[EXCERPTED TEXT]
= = = = = = =
Bengaluru: The COVID-19 pandemic has required us all to get comfortable with an array of numbers as well as a glut of statistical methods.
But of the three numbers used by governments and the media to convey the extent of the virus’s spread – the total number of cases, the number of active cases and the number of new cases daily – it is the first number that grabs most headlines.
On Thursday (July 16) night, India’s total tally of COVID-19 cases hit the one million mark. But since 0.63 million of those are cured, the total active cases is 343,000.
So why do we speak about the total number of cases? One reason is that the total number of COVID-19 infections is a way to understand the virus’s spread through the total (susceptible) population until a specific point of time.
If epidemiologists, based on the virus’s reproductive ratio (R0), have a broad sense of how many people in the country will eventually get infected, then the total number of cases can tell us – at a glance – how close or far we are from it. To be sure, this is an inexact science. Predictions for India range from 10 million to 150 million total infections by the time the pandemic ends.
Since the rising total number of cases counts as bad news, the government in India has focused its ‘good news’ messaging on the total number of recovered patients, which is also rising. However, this absolute number (or even the percentage of total cases that are cured as of now) tells us nothing about when the tide was turned since active cases continue to rise.
Since an epidemic officially peaks when the number of new cases starts to fall, the day-wise gap between the number of new active cases and the number of recoveries can convey a better sense of when India will begin to see light at the end of the tunnel.
Data from the Union health ministry makes this point clearly:
The gap will effectively close when India hits its peak, i.e. when the blue line of new daily cases starts to dip and then intersects a (by then) more steeply inclined green line of new daily recoveries – but as the data shows, the gap has only widened since the country’s four-phase lockdown concluded.
To get a better sense of the disease’s all-India march at the current time, therefore, this graph is a better indication of the road that lies ahead than the total number of cases and total number of recoveries.
But like the all-India total, this graph does not capture the spatial variation so crucial to the spread of the virus.
Why? Because different parts of the country are at markedly different stages of their respective epidemics.
Thus, the total (and daily) number of cases, recoveries, active cases and new infections can give us a misleading picture when we look at regional, state-level data.
For example, now that India’s COVID-19 epidemic is nearing sub-national status, India reaching 1 million cases doesn’t reveal the hyper-localised addition of new cases, and separately recoveries.
Put another way, the forest of cases is now too large for us to discern the health and wellbeing of different patches based on forest-level data.
But then why should the gap between the number of new cases on a day-to-day basis versus the number of new recoveries be any different?
It isn’t, except in one important way – the total number of cases includes those who have already recovered or died, whereas the gap denotes only the present, so to speak.
That is, while the total number of cases continuously becomes a poorer reflection of India’s exact situation in both space and time, the gap becomes so only in space.
To understand the present situation, and the future to a limited extent, the national daily gap between new infections and new recoveries is more useful: it won’t tell us how a specific state is doing but it will be more specific to the current status of healthcare, R0, mortality, etc.
= = = = = = =
[DATA EXCERPTS]
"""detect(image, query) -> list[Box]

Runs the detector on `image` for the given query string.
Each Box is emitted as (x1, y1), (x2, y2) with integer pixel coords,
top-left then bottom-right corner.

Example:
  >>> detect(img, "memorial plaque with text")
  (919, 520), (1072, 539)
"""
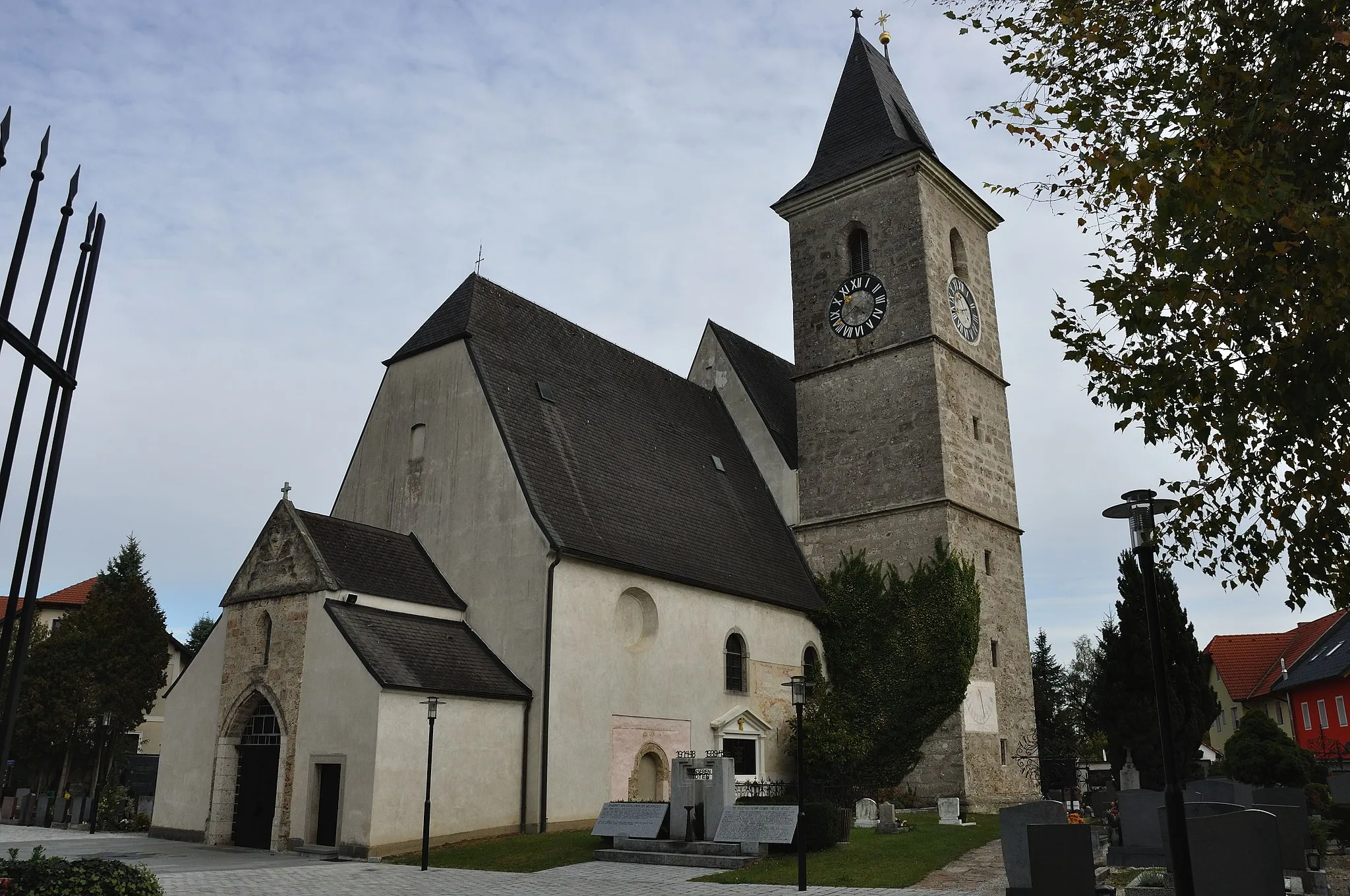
(591, 803), (670, 839)
(713, 806), (796, 843)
= = = = = = =
[WORK INSTRUCTION 1] Transcribe a passage from the COVID-19 article word for word, starting with the words "But of the three" and ending after "point of time.".
[WORK INSTRUCTION 2] According to the COVID-19 article, what range do predictions give for India's total infections by the time the pandemic ends?

[EXERCISE RESPONSE 1]
But of the three numbers used by governments and the media to convey the extent of the virus’s spread – the total number of cases, the number of active cases and the number of new cases daily – it is the first number that grabs most headlines.
On Thursday (July 16) night, India’s total tally of COVID-19 cases hit the one million mark. But since 0.63 million of those are cured, the total active cases is 343,000.
So why do we speak about the total number of cases? One reason is that the total number of COVID-19 infections is a way to understand the virus’s spread through the total (susceptible) population until a specific point of time.

[EXERCISE RESPONSE 2] From 10 million to 150 million total infections.